- _DOCUMENT TEXT_:
▬▬▬▬▬▬▬▬▬▬

Marcus St. James (born Marcus Weiner) is a fictional character in the American comedy-drama series Ugly Betty and spin-off web-series Mode After Hours. He is played by Michael Urie.

Background
Marc, who hails from Schenectady, New York, is the personal assistant of Wilhelmina Slater, the creative editor at MODE magazine. He is very loyal to Wilhelmina and so far he will do whatever it will take to help his boss succeed in her goal to become the magazine's editor by conspiring with both his boss and magazine receptionist Amanda Sommers to sabotage the two people responsible for costing Wilhelmina the top job, and in particular, ruin the 'beauty' of the magazine's workplace: Daniel Meade and Betty Suarez, respectively. Despite his attempts at scheming and his efforts to derail the two, Marc usually fails, at times finding himself at the mercy of his boss' wrath, even though he has his own agendas, as hinted in "Filing for the Enemy."

Personal life
References to Marc's sexuality are coy in the first season. He behaves in a stereotypically flamboyant manner and makes puns and witty jokes on suggestive terms like "flaming" and "out." Before coming out to his mother, he long claimed to have a girlfriend who lives in Canada. Marc also mentions having used Amanda as a beard for two years when with his family.

When Marc's mother, played by Patti LuPone, comes to visit, Marc uses Betty as a fake girlfriend to cover up his sexuality and they have dinner at Betty's house. When she calls Betty's effeminate nephew Justin "swishy", Marc defends the boy and tacitly reveals his own "swishness" and homosexuality. Scandalized, she leaves for home. While a little sad at first over his mother's rejection of his sexual orientation, he nonetheless is also happy to live life on his own terms.

In Season Two, Marc begins dating Cliff, a photographer whose scruffy  and overweight appearance is at once charming and distressing to the fashion-conscious Marc. Their relationship gets off to a rocky start when Marc doesn't recognize Cliff's invitation to a movie and dinner as a date. Subsequently, Marc has to overcome his embarrassment of Cliff, which he does after Cliff dumps him. The pair's first public date is Wilhelmina's wedding to Bradford Meade. They got engaged but after Marc cheated on Cliff, they broke it off.

▬▬▬▬▬▬▬▬▬▬

- _EXTRACTED MATERIAL_:
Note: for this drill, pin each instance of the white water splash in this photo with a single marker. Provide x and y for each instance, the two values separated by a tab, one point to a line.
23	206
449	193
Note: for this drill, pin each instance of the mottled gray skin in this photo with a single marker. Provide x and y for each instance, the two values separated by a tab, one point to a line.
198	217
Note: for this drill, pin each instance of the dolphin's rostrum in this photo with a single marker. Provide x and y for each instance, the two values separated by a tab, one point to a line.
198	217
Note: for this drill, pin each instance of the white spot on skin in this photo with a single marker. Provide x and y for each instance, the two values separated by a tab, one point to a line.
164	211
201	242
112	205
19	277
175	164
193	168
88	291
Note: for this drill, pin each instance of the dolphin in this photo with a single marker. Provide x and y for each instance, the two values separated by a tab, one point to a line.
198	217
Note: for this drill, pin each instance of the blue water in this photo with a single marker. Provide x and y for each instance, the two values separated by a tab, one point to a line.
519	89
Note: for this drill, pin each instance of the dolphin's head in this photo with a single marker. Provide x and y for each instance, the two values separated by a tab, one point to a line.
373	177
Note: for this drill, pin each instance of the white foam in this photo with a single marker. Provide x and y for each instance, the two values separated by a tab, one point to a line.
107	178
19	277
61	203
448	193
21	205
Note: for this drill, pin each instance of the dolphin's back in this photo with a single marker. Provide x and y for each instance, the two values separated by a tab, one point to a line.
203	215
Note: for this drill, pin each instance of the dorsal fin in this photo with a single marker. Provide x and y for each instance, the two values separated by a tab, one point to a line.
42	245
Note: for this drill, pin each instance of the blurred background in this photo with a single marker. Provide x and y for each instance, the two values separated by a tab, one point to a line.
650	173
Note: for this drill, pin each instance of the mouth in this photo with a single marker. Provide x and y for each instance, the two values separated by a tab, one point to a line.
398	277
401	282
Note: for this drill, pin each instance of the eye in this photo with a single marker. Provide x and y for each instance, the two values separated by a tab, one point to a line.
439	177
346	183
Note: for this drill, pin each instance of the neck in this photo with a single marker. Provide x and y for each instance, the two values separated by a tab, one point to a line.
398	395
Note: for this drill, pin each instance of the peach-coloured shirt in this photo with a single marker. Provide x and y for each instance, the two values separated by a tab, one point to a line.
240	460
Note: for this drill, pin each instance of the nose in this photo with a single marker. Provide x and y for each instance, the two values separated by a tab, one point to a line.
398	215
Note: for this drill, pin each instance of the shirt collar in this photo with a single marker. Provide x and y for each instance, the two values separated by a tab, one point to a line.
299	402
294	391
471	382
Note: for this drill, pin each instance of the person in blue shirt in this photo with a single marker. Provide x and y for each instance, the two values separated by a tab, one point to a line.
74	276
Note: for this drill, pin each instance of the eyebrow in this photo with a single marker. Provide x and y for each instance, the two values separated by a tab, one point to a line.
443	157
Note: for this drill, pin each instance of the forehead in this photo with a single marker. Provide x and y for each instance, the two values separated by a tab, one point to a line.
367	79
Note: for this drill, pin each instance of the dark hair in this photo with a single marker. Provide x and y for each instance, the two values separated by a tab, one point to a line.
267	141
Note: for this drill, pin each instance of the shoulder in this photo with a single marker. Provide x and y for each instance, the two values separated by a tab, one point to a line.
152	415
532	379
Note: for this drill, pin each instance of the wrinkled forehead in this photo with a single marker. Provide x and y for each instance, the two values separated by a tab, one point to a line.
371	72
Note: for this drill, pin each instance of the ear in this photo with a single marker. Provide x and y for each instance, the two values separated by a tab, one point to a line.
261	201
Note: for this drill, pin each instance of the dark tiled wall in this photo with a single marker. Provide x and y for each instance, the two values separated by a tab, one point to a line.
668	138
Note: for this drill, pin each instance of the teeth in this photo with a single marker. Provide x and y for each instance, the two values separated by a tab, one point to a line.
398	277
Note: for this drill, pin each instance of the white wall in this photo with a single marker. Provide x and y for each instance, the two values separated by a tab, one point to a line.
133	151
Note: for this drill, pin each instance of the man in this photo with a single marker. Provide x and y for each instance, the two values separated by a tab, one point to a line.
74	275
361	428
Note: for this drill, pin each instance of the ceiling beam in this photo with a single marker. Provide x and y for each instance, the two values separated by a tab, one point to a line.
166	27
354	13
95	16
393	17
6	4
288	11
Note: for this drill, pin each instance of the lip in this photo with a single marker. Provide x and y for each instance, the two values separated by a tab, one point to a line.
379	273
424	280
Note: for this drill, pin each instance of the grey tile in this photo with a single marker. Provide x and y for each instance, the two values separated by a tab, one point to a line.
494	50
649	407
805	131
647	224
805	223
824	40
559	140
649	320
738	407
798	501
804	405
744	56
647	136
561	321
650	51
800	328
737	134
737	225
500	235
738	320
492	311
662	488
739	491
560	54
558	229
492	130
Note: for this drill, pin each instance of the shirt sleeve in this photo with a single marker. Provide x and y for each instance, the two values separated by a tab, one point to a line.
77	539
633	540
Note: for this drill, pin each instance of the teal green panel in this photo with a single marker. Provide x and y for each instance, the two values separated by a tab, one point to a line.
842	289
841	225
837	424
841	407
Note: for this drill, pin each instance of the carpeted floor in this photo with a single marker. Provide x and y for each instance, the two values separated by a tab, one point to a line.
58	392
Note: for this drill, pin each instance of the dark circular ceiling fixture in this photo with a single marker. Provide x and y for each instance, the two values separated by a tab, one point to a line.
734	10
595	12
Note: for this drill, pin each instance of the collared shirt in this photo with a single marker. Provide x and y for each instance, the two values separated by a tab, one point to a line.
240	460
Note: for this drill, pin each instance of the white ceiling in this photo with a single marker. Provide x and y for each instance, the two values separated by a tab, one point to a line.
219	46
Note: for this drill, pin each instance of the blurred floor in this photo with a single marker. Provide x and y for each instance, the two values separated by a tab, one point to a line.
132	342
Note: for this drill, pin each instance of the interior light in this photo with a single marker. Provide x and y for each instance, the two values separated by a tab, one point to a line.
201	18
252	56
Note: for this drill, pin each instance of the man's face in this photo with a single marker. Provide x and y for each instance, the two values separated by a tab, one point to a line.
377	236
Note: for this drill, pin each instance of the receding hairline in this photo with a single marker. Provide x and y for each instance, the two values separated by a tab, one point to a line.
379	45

▬▬▬▬▬▬▬▬▬▬

- _TASK DIRECTIONS_: Extend the article about Marc St. James past its last sentence. None of the entries are needed here.

- _FINAL ANSWER_:
Marc has brief though recurring run-ins with Justin.  In the first season, Marc advises the fashion-conscious Justin to "Be who you are, wear what you want. Just learn how to run real fast." Marc also mentors Justin while he interns at MODE in Season Two.

Marc's best friend is Amanda. The two share spiteful fun in teasing Betty (and others). Marc supported Amanda during her secret relationship with a straight designer who publicly pretended to be gay to help his career in the fashion industry. Marc supports Amanda in her various personal issues, including her discovery Fey Sommers is her birth mother, the search for her birth father, and Amanda's capitalization on the 15 minutes of fame that being Fey's love child gives her. Despite their frequent participation in mean-spirited antics, Marc and Amanda sometimes encourage each other to act morally. For example, Marc encourages Amanda to hand over the letters and perfume for presentation at Claire Meade's murder trial, evidence resulting in Claire's exoneration.

Marc's relationship with Betty is largely adversarial, and he frequently insults and humiliates her, often with the help of Amanda. As time passes however, and their professional positions become more aligned, their relationship develops into a simultaneous rivalry and camaraderie. When Wilhelmina temporarily becomes Editor-in-Chief of MODE, she spitefully lures Betty (who had left with Daniel) away from Daniel and back to MODE. However, when Wilhelmina begins to see potential in Betty, Marc felt betrayed and gives Betty a sack full of letters to shred. It initially appears he is demeaning Betty, but Betty learns the letters are Daniel's previously unseen fan mail. Their discovery results in Wilhelmina's demotion to Creative Director and Daniel's reinstatement as Editor-in-Chief at MODE—and Betty's reinstatement as his assistant. Marc admitted to Betty he was motivated to show her the letters out of jealousy.

After completing the YETI program alongside Betty in season 3, Marc and Betty find themselves vying for the only available editor space at MODE. Ultimately, the choice is left up to Wilhelmina and Daniel, who flip a coin. In the season 3 finale, the coin favors Betty, and having lost the editor's position, Marc is last seen being consoled by Amanda, his dreams temporarily dashed. But he becomes the Junior Fashion Editor now when he gets the promotion from Wilhelmina.

In the final episode it is implied that the new Editor in Chief of Mode Wilhelmina has made Marc the new Creative Director.

Profession

At work, Marc fulfills a variety of tasks for Wilhelmina, notably including abetting her schemes to take over MODE and, in the second season, Meade Publications. When he talks, she threatens him.  On occasion, she promised to replace him with some other "curly-haired, effeminate sycophant," five of whom she claims to have on speed dial. Among the assignments Marc has fulfilled for Wilhelmina are hitting her so she could claim a jealous Claire Meade had her beaten. Wilhelmina claims to have no personal regard for Marc, on one occasion trading him to the cosmetics mogul Fabia so Fabia would move her own wedding date, leaving June clear for Wilhelmina. But seeing Marc as one of Fabia's maltreated boy toys brought out a strain of carefully concealed remorse in Wilhelmina, and she conceded the coveted June wedding to Fabia in order to get Marc back.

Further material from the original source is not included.